Schreiben Sie den Text über den Umgang mit textbasierten generativen KI-Tools im Anschluss an seinen letzten Satz weiter.

**Lerntext**
....

Zum Umgang mit textbasierten generativen KI-Tools
Die Nutzung von KI-Anwendungen in der Lehre eröffnet neue Möglichkeiten, wissenschaftliches Arbeiten zu trainieren und zu erlernen, da diese anders als wir Menschen, kein integratives Verständnis von inhaltlichen Konzepten hat und zu bestimmten mentalen Operationen (noch) nicht fähig ist.
So kann z.B. ChatGPT, das Sie mit kiwi direkt über die UOS nutzen können, nicht „denken“, „lesen“ oder „rechnen“. Es hat keine Vorstellung davon was eine Tasse ist und dass eine Tasse zerbrechen kann, wenn sie herunterfällt.
Wenn Sie also textbasierte generative KI als Methode nutzen wollen, um wissenschaftliches Arbeiten, Schreiben und kritisches Hinterfragen zu üben, geben Sie Ihren Studierenden Leitfragen an die Hand, die sie bei der Auswahl der passenden KI begleiten, die ihnen helfen, die Ergebnisse einzuordnen und diskutieren Sie Ergebnisse und stellen Sie z.B. mit Ihren Studierenden einen Vergleich von eigenen Arbeitsergebnissen nach gängiger wissenschaftlicher Praxis mit KI-generierten Ergebnissen an. Wo sehen Sie und Ihre Studierenden Schwächen und Stärken? Was scheint plausibel? Wie können wir es überprüfen? Warum sollten wir die Ergebnisse überprüfen?
Die Universität Mannheim hat zum Gebrauch von ChatGPT im Studium einen knappen und pointierten Leitfaden erstellt, der Ihnen hilft, KI als Methode kritisch einzuordnen und in Ihre Lehre zu integrieren. Sie finden dort Hinweise
- zu Aufgaben, für die eine generative Text-KI eine sinnvolle Arbeitserleichterung sein kann
- zum zielführenden und verantwortungsbewussten Umgang mit ChatGPT
- zur Prüfung der Ergebnisse hinsichtlich des Inhalts, der Perspektive und der Passung
- zur Einbettung von Ergebnissen von ChatGPT
- zur „Verschlimmbesserung“ von Ergebnissen, die mit einer KI generiert wurden.

....

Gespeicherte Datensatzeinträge
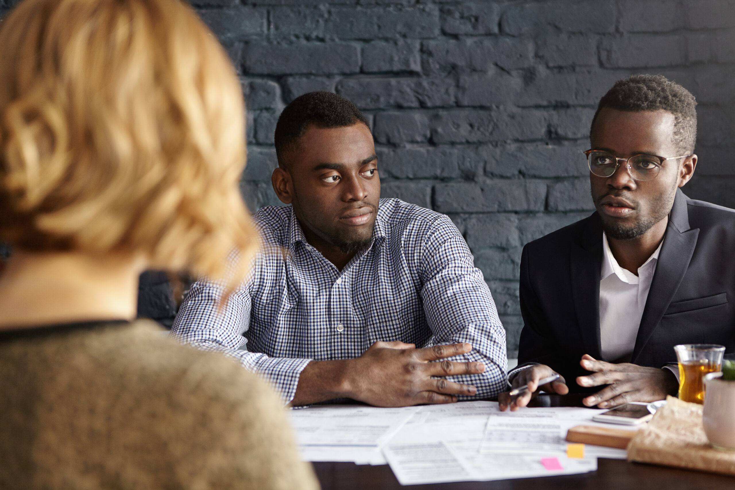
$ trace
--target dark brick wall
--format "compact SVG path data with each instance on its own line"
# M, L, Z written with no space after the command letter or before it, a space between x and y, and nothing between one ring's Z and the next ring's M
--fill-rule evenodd
M523 245L587 215L589 122L620 78L662 73L700 102L700 165L685 192L735 207L731 0L193 0L248 100L252 209L270 188L273 134L294 97L362 109L384 197L449 215L517 348ZM0 11L15 0L0 0Z
M735 207L734 1L197 1L243 77L250 206L279 203L284 104L347 97L372 123L382 195L446 213L465 234L512 355L521 248L592 208L579 152L615 80L662 73L695 94L700 160L686 192Z

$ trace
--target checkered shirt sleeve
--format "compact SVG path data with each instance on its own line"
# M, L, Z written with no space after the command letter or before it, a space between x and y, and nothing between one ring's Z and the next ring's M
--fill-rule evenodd
M247 284L238 289L219 309L224 288L199 281L191 287L182 303L171 334L203 350L221 352L237 359L251 372L264 377L287 403L296 393L298 376L310 359L271 357L248 352L243 336L250 320L251 301Z

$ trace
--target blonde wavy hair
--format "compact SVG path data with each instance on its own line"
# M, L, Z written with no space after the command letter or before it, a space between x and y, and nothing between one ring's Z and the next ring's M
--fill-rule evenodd
M240 84L190 7L24 0L0 46L0 241L142 251L229 290L245 277Z

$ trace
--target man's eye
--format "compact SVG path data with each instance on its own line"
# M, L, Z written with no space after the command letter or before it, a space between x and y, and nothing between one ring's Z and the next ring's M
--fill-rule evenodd
M650 160L641 160L638 162L639 168L644 170L650 170L658 167L655 162Z
M595 165L609 165L614 162L609 156L598 156L592 160L592 163Z

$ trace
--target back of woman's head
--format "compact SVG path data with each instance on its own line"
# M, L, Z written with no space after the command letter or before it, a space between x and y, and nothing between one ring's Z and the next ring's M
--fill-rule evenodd
M0 241L243 275L240 86L179 0L24 0L0 28Z

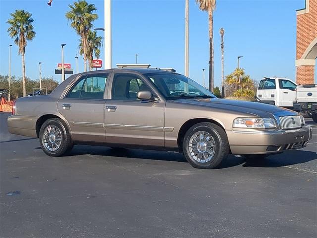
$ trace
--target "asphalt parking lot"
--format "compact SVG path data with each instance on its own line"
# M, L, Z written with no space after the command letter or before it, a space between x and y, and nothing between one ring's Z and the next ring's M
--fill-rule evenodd
M181 154L106 147L49 157L38 139L7 132L8 115L0 113L1 237L317 236L310 119L305 148L200 170Z

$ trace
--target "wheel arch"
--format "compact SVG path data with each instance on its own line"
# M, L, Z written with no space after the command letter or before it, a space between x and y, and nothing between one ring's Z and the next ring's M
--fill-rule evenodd
M182 126L180 127L179 131L178 131L178 134L177 135L177 145L178 145L178 148L180 150L182 149L183 140L184 139L184 136L186 133L186 131L187 131L187 130L188 130L188 129L194 125L202 122L211 122L215 124L220 126L220 127L223 130L223 131L225 133L226 133L226 134L224 126L220 122L209 118L194 118L187 120L186 122L183 124Z

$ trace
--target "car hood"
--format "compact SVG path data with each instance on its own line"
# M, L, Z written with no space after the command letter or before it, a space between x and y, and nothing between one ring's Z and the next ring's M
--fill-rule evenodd
M182 99L175 100L183 103L197 105L200 106L222 109L225 110L235 111L239 113L253 114L259 117L265 116L265 115L272 114L283 112L296 113L292 110L264 103L245 101L220 99L218 98L202 99Z

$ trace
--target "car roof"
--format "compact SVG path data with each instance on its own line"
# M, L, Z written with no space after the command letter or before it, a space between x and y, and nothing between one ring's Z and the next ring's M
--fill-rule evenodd
M111 69L104 69L97 71L91 71L90 72L87 72L85 73L82 73L81 74L94 74L96 73L110 73L110 72L136 72L141 73L142 74L146 73L176 73L173 72L171 72L166 70L163 70L159 69L156 68L112 68Z

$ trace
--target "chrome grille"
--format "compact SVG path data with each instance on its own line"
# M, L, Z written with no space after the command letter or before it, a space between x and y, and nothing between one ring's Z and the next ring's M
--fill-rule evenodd
M302 127L301 117L299 115L279 117L281 129L288 130Z

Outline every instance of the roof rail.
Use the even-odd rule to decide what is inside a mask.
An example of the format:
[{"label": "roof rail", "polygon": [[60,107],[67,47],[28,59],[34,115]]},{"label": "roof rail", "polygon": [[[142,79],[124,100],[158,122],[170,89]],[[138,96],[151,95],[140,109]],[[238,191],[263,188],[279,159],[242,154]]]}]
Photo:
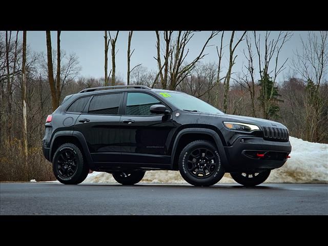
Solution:
[{"label": "roof rail", "polygon": [[87,88],[82,90],[79,93],[84,92],[90,92],[91,91],[96,91],[97,90],[101,90],[103,89],[118,89],[118,88],[135,88],[135,89],[146,89],[147,90],[151,90],[149,87],[146,86],[139,85],[129,85],[129,86],[100,86],[99,87],[92,87],[91,88]]}]

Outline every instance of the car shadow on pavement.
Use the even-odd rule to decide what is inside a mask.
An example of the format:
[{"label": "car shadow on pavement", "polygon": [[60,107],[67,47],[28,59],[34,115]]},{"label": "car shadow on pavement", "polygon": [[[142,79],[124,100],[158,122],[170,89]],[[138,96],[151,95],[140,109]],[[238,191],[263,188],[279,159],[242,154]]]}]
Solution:
[{"label": "car shadow on pavement", "polygon": [[[51,183],[49,183],[49,184],[51,184]],[[72,185],[69,186],[74,186],[74,185]],[[242,186],[241,185],[237,184],[215,184],[214,186],[210,186],[210,187],[196,187],[196,186],[193,186],[189,184],[139,183],[139,184],[136,184],[133,185],[123,186],[120,184],[115,183],[81,183],[80,184],[78,184],[78,186],[111,187],[115,187],[118,188],[166,188],[176,189],[178,188],[183,188],[193,189],[218,189],[218,190],[227,189],[243,189],[245,190],[271,190],[283,189],[283,187],[278,187],[277,186],[269,186],[268,185],[265,185],[265,186],[259,185],[259,186],[252,187],[246,187]]]}]

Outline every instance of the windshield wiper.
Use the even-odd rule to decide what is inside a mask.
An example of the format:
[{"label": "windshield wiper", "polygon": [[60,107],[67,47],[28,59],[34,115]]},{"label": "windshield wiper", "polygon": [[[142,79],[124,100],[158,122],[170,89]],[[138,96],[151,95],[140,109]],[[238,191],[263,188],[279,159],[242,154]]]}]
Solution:
[{"label": "windshield wiper", "polygon": [[199,112],[198,110],[189,110],[189,109],[182,109],[182,110],[187,112]]}]

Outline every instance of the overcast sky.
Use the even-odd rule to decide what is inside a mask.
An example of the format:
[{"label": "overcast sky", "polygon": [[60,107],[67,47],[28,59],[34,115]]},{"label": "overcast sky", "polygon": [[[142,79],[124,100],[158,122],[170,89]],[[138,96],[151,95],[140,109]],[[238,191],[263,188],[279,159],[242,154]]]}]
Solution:
[{"label": "overcast sky", "polygon": [[[264,32],[259,32],[264,35]],[[203,44],[211,32],[201,31],[197,32],[188,44],[190,49],[187,60],[192,60],[202,47]],[[272,32],[272,38],[276,38],[279,32]],[[111,33],[114,34],[115,31]],[[119,32],[116,48],[116,76],[126,81],[127,49],[128,45],[127,31]],[[293,36],[286,44],[281,52],[280,60],[286,58],[290,59],[293,56],[293,51],[297,47],[300,48],[301,37],[306,39],[307,32],[292,32]],[[240,37],[242,32],[236,32],[235,36]],[[20,32],[22,35],[22,32]],[[56,32],[51,32],[52,43],[53,49],[56,47]],[[229,45],[231,32],[224,33],[224,45]],[[204,53],[208,54],[202,60],[203,62],[217,61],[218,57],[215,46],[219,45],[220,36],[217,36],[209,44],[209,46],[205,49]],[[46,32],[45,31],[28,31],[27,43],[32,50],[46,52]],[[104,38],[102,31],[62,31],[60,36],[61,49],[68,53],[75,53],[78,57],[79,65],[82,70],[80,74],[85,76],[99,77],[104,74]],[[156,69],[156,61],[154,58],[156,55],[156,34],[154,31],[137,31],[133,32],[132,40],[132,50],[135,49],[131,60],[131,67],[141,63],[142,66],[149,70]],[[238,72],[241,69],[243,63],[245,63],[242,50],[246,46],[245,42],[242,42],[237,47],[236,54],[238,55],[236,63],[233,68],[233,72]],[[222,60],[223,69],[228,64],[229,45],[224,50],[224,57]],[[110,50],[109,50],[109,71],[111,67]],[[281,76],[281,77],[282,77]]]}]

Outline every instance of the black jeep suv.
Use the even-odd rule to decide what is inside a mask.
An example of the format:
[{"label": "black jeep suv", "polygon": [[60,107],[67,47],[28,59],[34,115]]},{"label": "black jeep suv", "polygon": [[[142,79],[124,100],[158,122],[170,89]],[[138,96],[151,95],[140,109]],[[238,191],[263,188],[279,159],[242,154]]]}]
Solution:
[{"label": "black jeep suv", "polygon": [[179,170],[194,186],[230,173],[256,186],[289,157],[289,132],[270,120],[225,114],[179,91],[96,87],[66,96],[48,116],[43,150],[57,179],[77,184],[89,170],[123,184],[147,170]]}]

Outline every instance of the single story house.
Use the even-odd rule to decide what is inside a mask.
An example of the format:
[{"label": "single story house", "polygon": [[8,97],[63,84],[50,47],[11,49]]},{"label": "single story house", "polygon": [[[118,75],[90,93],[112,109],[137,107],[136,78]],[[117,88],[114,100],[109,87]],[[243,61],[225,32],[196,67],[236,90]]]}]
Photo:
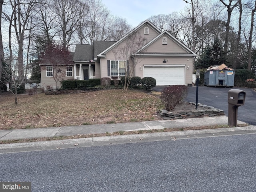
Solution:
[{"label": "single story house", "polygon": [[[109,77],[152,77],[157,85],[192,84],[196,54],[167,31],[146,20],[116,42],[97,41],[76,45],[72,64],[63,64],[62,80]],[[41,64],[42,86],[52,85],[52,67]],[[52,76],[51,76],[52,75]]]}]

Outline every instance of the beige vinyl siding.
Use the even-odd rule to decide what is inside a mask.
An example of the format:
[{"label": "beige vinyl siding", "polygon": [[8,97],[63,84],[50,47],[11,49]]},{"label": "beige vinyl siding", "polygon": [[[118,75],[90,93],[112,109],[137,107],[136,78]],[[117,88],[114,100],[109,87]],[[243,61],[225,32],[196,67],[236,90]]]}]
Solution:
[{"label": "beige vinyl siding", "polygon": [[[145,27],[148,27],[149,34],[144,34],[144,28]],[[138,29],[136,32],[139,33],[142,38],[146,38],[147,41],[146,42],[145,42],[145,44],[150,41],[160,34],[159,32],[156,31],[147,24],[143,25],[140,28]],[[106,53],[105,58],[102,58],[100,59],[101,77],[108,76],[108,66],[107,61],[108,60],[128,60],[129,59],[129,58],[124,58],[123,56],[115,55],[115,54],[113,52],[113,50],[114,51],[115,50],[118,50],[118,48],[125,46],[125,40],[124,40],[116,46],[114,47]]]},{"label": "beige vinyl siding", "polygon": [[[49,66],[50,66],[50,65]],[[62,78],[62,80],[68,80],[70,79],[73,79],[74,77],[74,66],[72,66],[72,76],[66,76],[66,66],[62,66],[62,71],[63,73],[65,73],[65,76]],[[47,77],[46,72],[46,66],[41,66],[41,81],[42,84],[42,86],[45,86],[47,85],[51,85],[54,87],[54,88],[55,88],[56,86],[56,83],[55,81],[52,77]],[[57,88],[60,88],[61,86],[61,85],[60,82],[58,82]]]},{"label": "beige vinyl siding", "polygon": [[48,85],[55,86],[56,83],[52,77],[46,77],[46,66],[41,66],[41,82],[42,83],[42,86]]},{"label": "beige vinyl siding", "polygon": [[[145,27],[148,28],[149,31],[148,34],[144,34],[144,28]],[[137,32],[142,38],[145,38],[147,39],[147,43],[160,34],[160,33],[158,31],[155,31],[153,28],[146,24],[142,26],[141,28],[139,29]]]},{"label": "beige vinyl siding", "polygon": [[[163,45],[162,40],[163,37],[167,38],[167,44]],[[160,52],[160,53],[188,53],[188,52],[182,48],[172,39],[166,36],[160,37],[151,44],[146,49],[146,51],[142,52],[146,53]]]},{"label": "beige vinyl siding", "polygon": [[95,78],[100,78],[100,64],[99,62],[95,62]]},{"label": "beige vinyl siding", "polygon": [[[163,63],[164,58],[165,58],[166,63]],[[172,65],[185,65],[185,84],[192,84],[192,68],[193,57],[190,56],[144,56],[140,59],[140,62],[136,66],[135,76],[143,76],[143,69],[144,65],[157,65],[170,66]],[[141,70],[140,70],[141,67]]]}]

....

**Übungsergebnis**
Lehr-/Lernszenarien: Mit generativer KI Inhalte erstellen – und sie selbst prüfen
Hier möchten wir Ihnen ein paar Ideen geben, wie Sie mit KI-generierten Inhalten in Ihrem Seminar umgehen. Sie können sich darauf einstellen, dass Ihre Studierende KI nutzen werden, gehen Sie diesen neuen Weg, sich Wissen anzueignen oder Inhalte zu prüfen, also proaktiv und gemeinsam mit Ihren Studierenden an. Je besser Sie sie begleiten, desto mehr können Sie Ihren Studierenden den kritischen Umgang mit KI zeigen.
- Lassen Sie Studierende Inhalte zu einem Thema mit KI generieren und bitten Sie sie, diese Inhalte kritisch und transparent zu prüfen. Über eine Dokumentation dieser Prüfung sollen Sie nachvollziehen können, was wie und warum überprüft wurde. Es bietet sich an, sich zwischendurch in Reflexionsgruppen zu treffen, und mittels Protokoll festzuhalten, was den Studierenden in der Arbeit mit KI aufgefallen ist, was sie anders als die KI gemacht hätten, aber auch, inwiefern KI vielleicht auch eine hilfreiche Unterstützung sein kann. Basierend auf den Reflexionsprotokollen können Sie ggf. intervenieren und den Studierenden hilfreiche Tipps an die Hand geben oder ihre Herangehensweise kritisch hinterfragen und sie so auf Schwachstellen aufmerksam machen.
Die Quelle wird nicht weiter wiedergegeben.